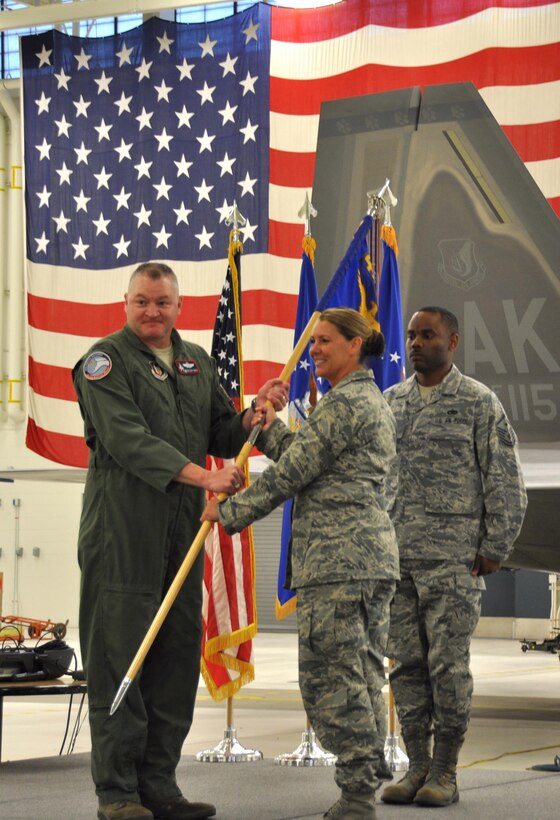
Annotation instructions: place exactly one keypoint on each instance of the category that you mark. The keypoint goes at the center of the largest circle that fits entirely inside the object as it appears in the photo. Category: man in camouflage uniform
(343, 558)
(459, 508)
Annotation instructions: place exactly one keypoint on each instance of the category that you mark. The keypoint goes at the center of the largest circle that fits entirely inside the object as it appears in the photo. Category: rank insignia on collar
(158, 371)
(97, 365)
(187, 367)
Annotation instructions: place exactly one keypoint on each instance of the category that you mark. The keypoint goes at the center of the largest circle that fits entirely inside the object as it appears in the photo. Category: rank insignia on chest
(97, 365)
(187, 367)
(158, 371)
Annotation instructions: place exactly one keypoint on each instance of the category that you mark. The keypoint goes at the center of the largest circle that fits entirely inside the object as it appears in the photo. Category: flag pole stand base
(229, 750)
(306, 754)
(395, 758)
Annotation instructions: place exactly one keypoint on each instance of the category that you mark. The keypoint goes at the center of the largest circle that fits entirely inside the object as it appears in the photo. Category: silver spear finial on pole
(380, 203)
(306, 212)
(236, 219)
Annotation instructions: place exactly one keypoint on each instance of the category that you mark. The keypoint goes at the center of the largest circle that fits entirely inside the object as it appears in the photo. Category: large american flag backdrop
(137, 146)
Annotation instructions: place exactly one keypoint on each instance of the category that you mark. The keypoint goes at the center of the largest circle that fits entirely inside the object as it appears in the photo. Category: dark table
(61, 686)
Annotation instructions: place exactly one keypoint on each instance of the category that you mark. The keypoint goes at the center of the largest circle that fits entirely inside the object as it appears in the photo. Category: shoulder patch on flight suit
(505, 433)
(97, 365)
(187, 367)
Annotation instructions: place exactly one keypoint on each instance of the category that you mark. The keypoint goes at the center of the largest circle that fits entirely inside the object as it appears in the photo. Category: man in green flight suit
(152, 409)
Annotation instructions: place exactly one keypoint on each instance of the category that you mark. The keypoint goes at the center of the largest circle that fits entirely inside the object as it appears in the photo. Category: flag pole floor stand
(306, 754)
(229, 750)
(395, 758)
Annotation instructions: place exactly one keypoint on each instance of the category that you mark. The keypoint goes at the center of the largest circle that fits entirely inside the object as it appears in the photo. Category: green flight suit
(143, 424)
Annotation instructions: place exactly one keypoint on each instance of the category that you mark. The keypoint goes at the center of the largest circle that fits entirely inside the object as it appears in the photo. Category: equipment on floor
(13, 628)
(46, 661)
(546, 645)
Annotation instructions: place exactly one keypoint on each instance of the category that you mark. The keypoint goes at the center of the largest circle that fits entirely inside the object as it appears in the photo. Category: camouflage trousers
(433, 616)
(343, 630)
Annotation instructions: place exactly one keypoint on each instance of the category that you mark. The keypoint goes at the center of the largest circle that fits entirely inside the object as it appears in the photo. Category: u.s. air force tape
(97, 365)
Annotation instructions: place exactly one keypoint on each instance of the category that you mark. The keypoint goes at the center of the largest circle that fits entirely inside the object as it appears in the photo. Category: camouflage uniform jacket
(460, 487)
(335, 466)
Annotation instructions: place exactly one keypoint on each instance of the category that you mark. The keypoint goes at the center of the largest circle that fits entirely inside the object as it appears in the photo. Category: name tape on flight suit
(187, 367)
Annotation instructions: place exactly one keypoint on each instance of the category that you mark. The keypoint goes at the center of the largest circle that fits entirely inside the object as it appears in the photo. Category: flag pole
(240, 461)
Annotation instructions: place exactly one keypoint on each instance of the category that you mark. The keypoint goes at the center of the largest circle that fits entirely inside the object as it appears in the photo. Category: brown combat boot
(353, 806)
(440, 789)
(123, 810)
(418, 751)
(180, 809)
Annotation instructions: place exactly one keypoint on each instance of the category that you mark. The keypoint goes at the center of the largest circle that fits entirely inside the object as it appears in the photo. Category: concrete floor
(515, 723)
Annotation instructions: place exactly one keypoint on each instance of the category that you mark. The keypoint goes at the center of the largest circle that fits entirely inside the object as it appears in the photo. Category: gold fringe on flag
(308, 244)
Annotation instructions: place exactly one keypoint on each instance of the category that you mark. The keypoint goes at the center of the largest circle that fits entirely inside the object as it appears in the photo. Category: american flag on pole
(229, 620)
(137, 145)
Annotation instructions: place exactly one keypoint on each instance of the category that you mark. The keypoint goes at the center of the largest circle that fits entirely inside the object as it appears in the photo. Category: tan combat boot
(418, 751)
(440, 789)
(123, 810)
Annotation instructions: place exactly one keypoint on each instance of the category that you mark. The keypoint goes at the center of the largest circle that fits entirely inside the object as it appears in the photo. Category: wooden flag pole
(200, 537)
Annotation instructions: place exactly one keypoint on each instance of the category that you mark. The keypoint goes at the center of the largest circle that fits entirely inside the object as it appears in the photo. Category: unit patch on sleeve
(187, 367)
(97, 365)
(505, 433)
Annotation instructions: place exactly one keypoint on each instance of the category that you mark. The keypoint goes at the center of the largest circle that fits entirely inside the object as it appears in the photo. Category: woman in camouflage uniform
(343, 559)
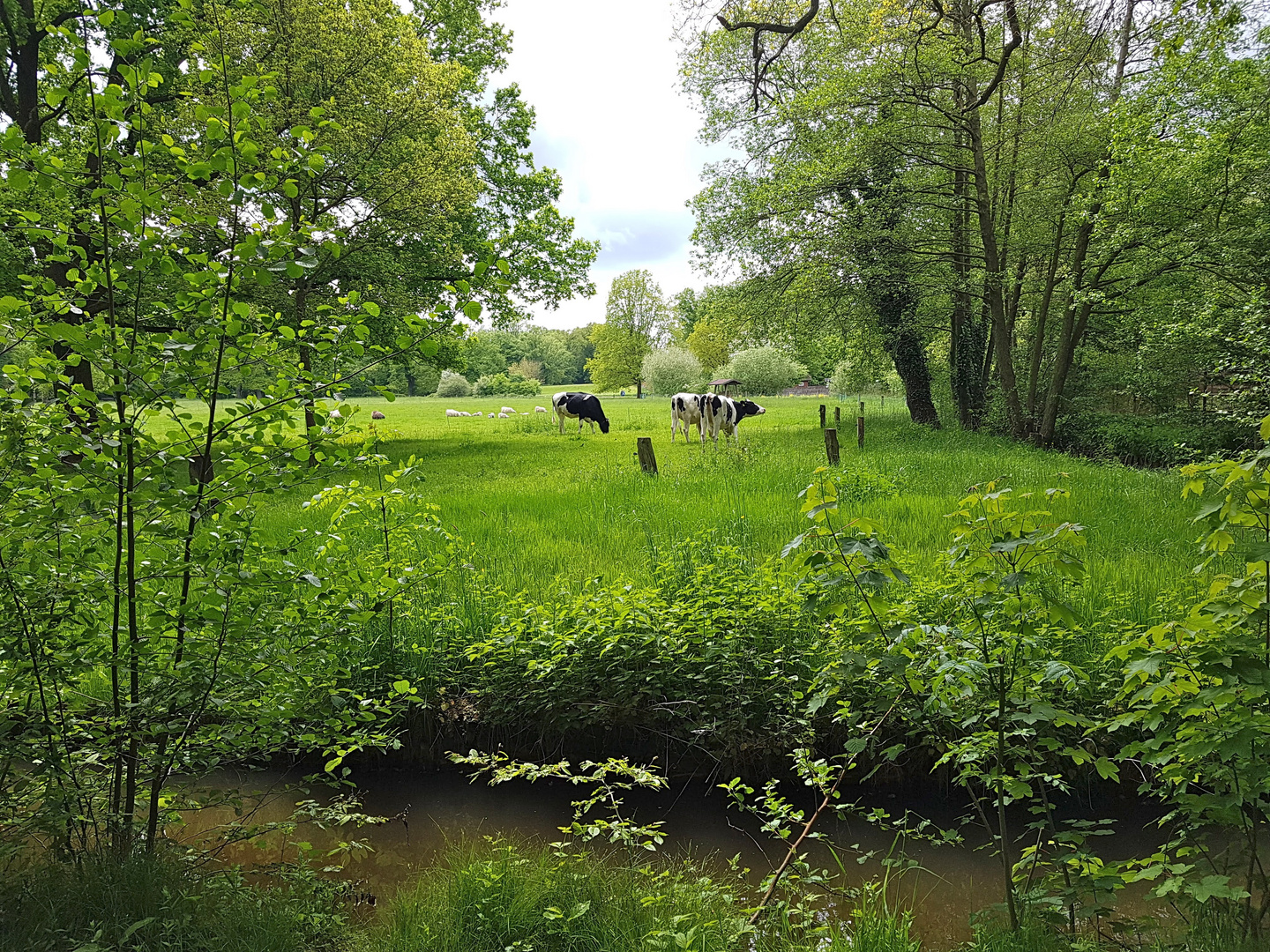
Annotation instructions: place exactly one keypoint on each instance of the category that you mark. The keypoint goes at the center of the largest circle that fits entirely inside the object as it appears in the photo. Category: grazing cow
(583, 407)
(724, 413)
(687, 409)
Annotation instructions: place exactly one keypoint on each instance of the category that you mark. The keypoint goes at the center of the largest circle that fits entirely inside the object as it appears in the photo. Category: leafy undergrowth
(494, 896)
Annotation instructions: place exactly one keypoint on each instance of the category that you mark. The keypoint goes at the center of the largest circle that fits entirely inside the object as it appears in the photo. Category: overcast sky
(602, 78)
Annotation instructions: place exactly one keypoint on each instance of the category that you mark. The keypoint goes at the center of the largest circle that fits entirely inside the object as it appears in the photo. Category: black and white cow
(724, 413)
(583, 407)
(686, 410)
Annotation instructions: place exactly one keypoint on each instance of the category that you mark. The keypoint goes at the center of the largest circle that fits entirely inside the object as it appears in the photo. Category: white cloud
(602, 79)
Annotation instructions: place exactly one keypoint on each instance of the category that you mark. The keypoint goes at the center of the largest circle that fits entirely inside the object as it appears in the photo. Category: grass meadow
(542, 508)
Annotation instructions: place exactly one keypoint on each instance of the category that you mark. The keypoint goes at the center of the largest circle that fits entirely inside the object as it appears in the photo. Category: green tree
(635, 319)
(764, 369)
(168, 635)
(517, 213)
(582, 346)
(482, 355)
(672, 371)
(709, 344)
(1002, 211)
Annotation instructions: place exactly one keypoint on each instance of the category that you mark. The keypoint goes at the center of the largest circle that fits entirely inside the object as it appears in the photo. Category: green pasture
(544, 508)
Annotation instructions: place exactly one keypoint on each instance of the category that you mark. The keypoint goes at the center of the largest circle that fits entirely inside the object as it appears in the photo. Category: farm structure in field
(725, 386)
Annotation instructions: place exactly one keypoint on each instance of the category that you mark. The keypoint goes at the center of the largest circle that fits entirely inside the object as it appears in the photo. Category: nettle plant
(149, 626)
(986, 684)
(1197, 691)
(385, 541)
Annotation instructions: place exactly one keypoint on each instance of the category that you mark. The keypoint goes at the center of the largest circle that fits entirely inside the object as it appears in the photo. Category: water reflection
(432, 810)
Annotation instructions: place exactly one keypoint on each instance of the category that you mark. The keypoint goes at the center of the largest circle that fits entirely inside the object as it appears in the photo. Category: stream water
(435, 809)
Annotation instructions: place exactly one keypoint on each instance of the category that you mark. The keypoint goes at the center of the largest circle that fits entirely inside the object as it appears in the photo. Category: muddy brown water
(436, 809)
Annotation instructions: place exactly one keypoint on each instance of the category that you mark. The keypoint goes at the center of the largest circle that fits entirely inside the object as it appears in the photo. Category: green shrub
(1151, 441)
(496, 896)
(673, 371)
(505, 385)
(762, 369)
(453, 385)
(145, 904)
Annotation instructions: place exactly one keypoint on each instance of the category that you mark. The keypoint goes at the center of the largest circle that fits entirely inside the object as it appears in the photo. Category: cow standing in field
(723, 413)
(686, 410)
(583, 407)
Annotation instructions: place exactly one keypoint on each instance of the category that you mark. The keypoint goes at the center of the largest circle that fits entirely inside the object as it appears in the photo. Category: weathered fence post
(646, 460)
(831, 446)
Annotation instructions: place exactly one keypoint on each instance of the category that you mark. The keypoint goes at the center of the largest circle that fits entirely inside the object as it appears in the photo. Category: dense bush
(149, 904)
(672, 371)
(857, 377)
(505, 385)
(453, 385)
(762, 369)
(498, 896)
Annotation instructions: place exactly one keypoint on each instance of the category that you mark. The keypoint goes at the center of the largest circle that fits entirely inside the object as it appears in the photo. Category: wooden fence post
(831, 446)
(646, 460)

-- Task description --
Please return, unchanged, the lines of the listing above, starting at the line that has "Category: grass meadow" and stopping after the line that has "(1002, 211)". Include both of those lines.

-- Exercise response --
Annotation instructions: place exactly one keypoint on each instance of the category that you mark. The keypoint goes at the center of the largest circle that fits entirely inside the object as it appears in the photo. Category: grass meadow
(542, 508)
Annotation instructions: place exactly one keypoint on each instance of the category that you mark. The keypoint goes at the center of the largest circle that fits entirely inside the object as it appears in the photo. Category: green tree
(635, 319)
(764, 369)
(168, 635)
(517, 213)
(582, 346)
(482, 355)
(672, 371)
(709, 344)
(1002, 211)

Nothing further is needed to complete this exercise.